* **Extracted data**:
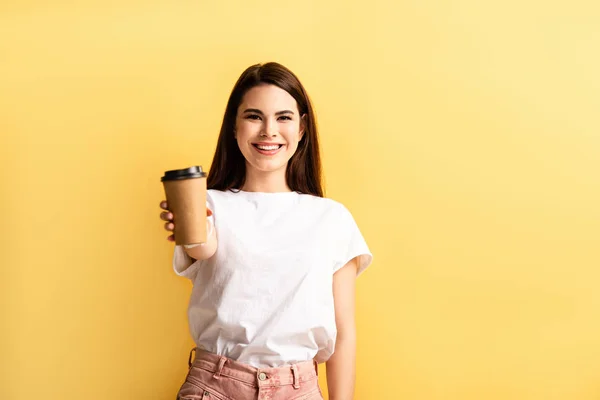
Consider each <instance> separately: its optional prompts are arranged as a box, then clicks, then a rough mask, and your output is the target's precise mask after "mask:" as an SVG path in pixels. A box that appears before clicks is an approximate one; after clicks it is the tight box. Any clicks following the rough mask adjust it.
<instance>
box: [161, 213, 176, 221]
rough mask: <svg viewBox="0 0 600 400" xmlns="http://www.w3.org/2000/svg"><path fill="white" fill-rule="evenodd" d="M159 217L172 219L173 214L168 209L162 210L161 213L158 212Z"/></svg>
mask: <svg viewBox="0 0 600 400" xmlns="http://www.w3.org/2000/svg"><path fill="white" fill-rule="evenodd" d="M160 219H162V220H163V221H172V220H173V214H172V213H170V212H169V211H165V212H162V213H160Z"/></svg>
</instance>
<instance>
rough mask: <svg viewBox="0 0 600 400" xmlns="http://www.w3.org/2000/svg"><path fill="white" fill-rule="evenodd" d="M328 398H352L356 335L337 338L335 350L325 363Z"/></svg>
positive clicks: (355, 353) (349, 335)
mask: <svg viewBox="0 0 600 400" xmlns="http://www.w3.org/2000/svg"><path fill="white" fill-rule="evenodd" d="M326 371H327V388H328V391H329V400H352V399H353V398H354V381H355V376H356V336H355V335H354V334H352V335H347V336H345V337H341V338H338V339H337V342H336V345H335V352H334V353H333V355H332V356H331V357H330V358H329V360H328V361H327V363H326Z"/></svg>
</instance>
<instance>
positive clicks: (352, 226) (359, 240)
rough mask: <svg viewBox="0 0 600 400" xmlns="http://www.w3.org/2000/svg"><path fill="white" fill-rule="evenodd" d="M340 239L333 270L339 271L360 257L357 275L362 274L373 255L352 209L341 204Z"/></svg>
mask: <svg viewBox="0 0 600 400" xmlns="http://www.w3.org/2000/svg"><path fill="white" fill-rule="evenodd" d="M336 231H337V232H338V234H339V236H338V237H339V238H340V240H339V241H338V242H337V247H338V248H337V249H336V253H335V254H336V257H335V261H336V262H335V265H334V269H333V272H334V273H335V272H337V271H338V270H339V269H340V268H342V267H343V266H345V265H346V264H347V263H348V262H350V261H351V260H352V259H354V258H355V257H358V269H357V273H356V275H357V276H358V275H360V274H361V273H362V272H363V271H364V270H365V269H367V267H368V266H369V265H371V262H372V260H373V255H372V254H371V251H370V250H369V247H368V246H367V242H366V241H365V239H364V237H363V235H362V233H361V232H360V229H359V228H358V225H357V224H356V221H355V220H354V217H353V216H352V214H351V213H350V211H349V210H348V209H347V208H346V207H344V206H343V205H342V206H341V215H340V219H339V227H338V228H337V229H336Z"/></svg>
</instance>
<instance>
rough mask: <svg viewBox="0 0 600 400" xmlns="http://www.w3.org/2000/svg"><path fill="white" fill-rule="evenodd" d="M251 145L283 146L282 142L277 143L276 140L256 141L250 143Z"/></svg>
mask: <svg viewBox="0 0 600 400" xmlns="http://www.w3.org/2000/svg"><path fill="white" fill-rule="evenodd" d="M252 145H254V146H273V145H277V146H283V143H277V142H256V143H252Z"/></svg>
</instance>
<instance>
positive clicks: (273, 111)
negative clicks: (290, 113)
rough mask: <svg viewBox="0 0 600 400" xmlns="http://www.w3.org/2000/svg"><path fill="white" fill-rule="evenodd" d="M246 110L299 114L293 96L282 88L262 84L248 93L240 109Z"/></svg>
mask: <svg viewBox="0 0 600 400" xmlns="http://www.w3.org/2000/svg"><path fill="white" fill-rule="evenodd" d="M246 108H258V109H259V110H261V111H263V112H276V111H281V110H284V109H285V110H292V111H295V112H297V111H298V104H297V103H296V99H294V98H293V97H292V95H291V94H289V93H288V92H286V91H285V90H283V89H281V88H280V87H278V86H275V85H270V84H262V85H259V86H255V87H253V88H252V89H250V90H248V91H247V92H246V94H245V95H244V97H243V98H242V101H241V103H240V107H239V109H240V110H241V111H243V110H245V109H246Z"/></svg>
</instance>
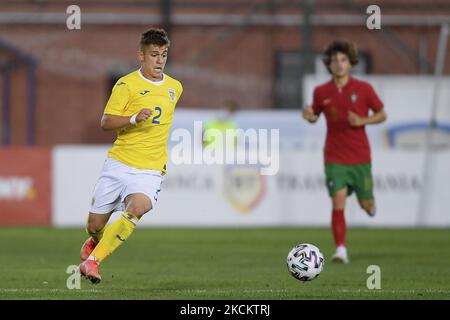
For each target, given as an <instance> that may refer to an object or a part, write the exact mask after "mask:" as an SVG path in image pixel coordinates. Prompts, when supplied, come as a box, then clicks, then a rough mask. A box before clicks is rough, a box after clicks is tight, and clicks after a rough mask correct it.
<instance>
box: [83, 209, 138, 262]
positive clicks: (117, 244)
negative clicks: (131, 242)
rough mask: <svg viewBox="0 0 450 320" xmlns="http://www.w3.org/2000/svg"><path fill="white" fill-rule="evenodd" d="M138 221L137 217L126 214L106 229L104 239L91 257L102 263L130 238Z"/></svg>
mask: <svg viewBox="0 0 450 320" xmlns="http://www.w3.org/2000/svg"><path fill="white" fill-rule="evenodd" d="M138 221H139V219H138V218H137V217H136V216H134V215H133V214H131V213H129V212H125V213H124V214H123V215H121V216H120V218H119V219H118V220H117V221H115V222H113V223H112V224H110V225H109V226H107V227H106V229H105V231H104V233H103V237H102V238H101V240H100V242H99V243H98V244H97V246H96V247H95V249H94V251H92V253H91V256H93V257H94V258H95V260H97V261H98V262H102V261H103V260H104V259H105V258H106V257H107V256H109V255H110V254H111V253H113V252H114V250H116V249H117V248H118V247H119V246H120V245H121V244H122V243H123V242H124V241H125V240H127V239H128V238H129V237H130V235H131V234H132V233H133V231H134V228H136V223H137V222H138Z"/></svg>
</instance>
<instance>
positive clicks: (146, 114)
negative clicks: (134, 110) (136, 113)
mask: <svg viewBox="0 0 450 320" xmlns="http://www.w3.org/2000/svg"><path fill="white" fill-rule="evenodd" d="M152 113H153V111H152V110H150V109H147V108H144V109H142V110H141V111H140V112H139V113H138V115H137V116H136V122H141V121H145V120H147V119H148V118H150V117H151V115H152Z"/></svg>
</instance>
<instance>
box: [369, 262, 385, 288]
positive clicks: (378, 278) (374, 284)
mask: <svg viewBox="0 0 450 320" xmlns="http://www.w3.org/2000/svg"><path fill="white" fill-rule="evenodd" d="M366 273H367V274H370V276H369V277H368V278H367V281H366V286H367V289H369V290H374V289H376V290H379V289H381V268H380V266H377V265H370V266H368V267H367V270H366Z"/></svg>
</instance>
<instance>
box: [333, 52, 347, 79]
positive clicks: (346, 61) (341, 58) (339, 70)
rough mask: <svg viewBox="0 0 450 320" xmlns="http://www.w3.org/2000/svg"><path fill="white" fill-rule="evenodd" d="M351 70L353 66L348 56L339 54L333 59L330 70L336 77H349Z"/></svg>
mask: <svg viewBox="0 0 450 320" xmlns="http://www.w3.org/2000/svg"><path fill="white" fill-rule="evenodd" d="M351 68H352V65H351V63H350V60H349V59H348V57H347V55H346V54H344V53H342V52H338V53H336V54H335V55H333V56H332V57H331V62H330V69H331V73H332V74H333V76H334V77H337V78H341V77H345V76H348V74H349V73H350V69H351Z"/></svg>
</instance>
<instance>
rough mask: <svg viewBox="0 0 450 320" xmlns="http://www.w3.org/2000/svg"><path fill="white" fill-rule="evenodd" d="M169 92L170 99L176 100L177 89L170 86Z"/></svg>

* **What you are asked to do**:
Every line between the start of the listing and the line containing "398H352L356 335L337 338L335", both ends counted, needs to be printed exactly, minus the pictures.

* **Result for this exercise**:
Consider each <instance> separately: its optional prompts are arranged as a box, then clicks, then a rough mask, and your output is the target's precise mask after "mask:" as an SVG path in pixels. A box that appears before clicks is an approximate one; after clicks it is the tight box. Any clicks following the rough mask adjust it.
<instance>
box: [161, 213, 176, 221]
rough mask: <svg viewBox="0 0 600 400" xmlns="http://www.w3.org/2000/svg"><path fill="white" fill-rule="evenodd" d="M159 217L172 219L173 214L168 209L162 210L161 213L158 212Z"/></svg>
mask: <svg viewBox="0 0 600 400" xmlns="http://www.w3.org/2000/svg"><path fill="white" fill-rule="evenodd" d="M160 219H162V220H163V221H172V220H173V214H172V213H170V212H169V211H165V212H162V213H160Z"/></svg>
</instance>
<instance>
rough mask: <svg viewBox="0 0 600 400" xmlns="http://www.w3.org/2000/svg"><path fill="white" fill-rule="evenodd" d="M328 398H352L356 335L337 338L335 350L325 363Z"/></svg>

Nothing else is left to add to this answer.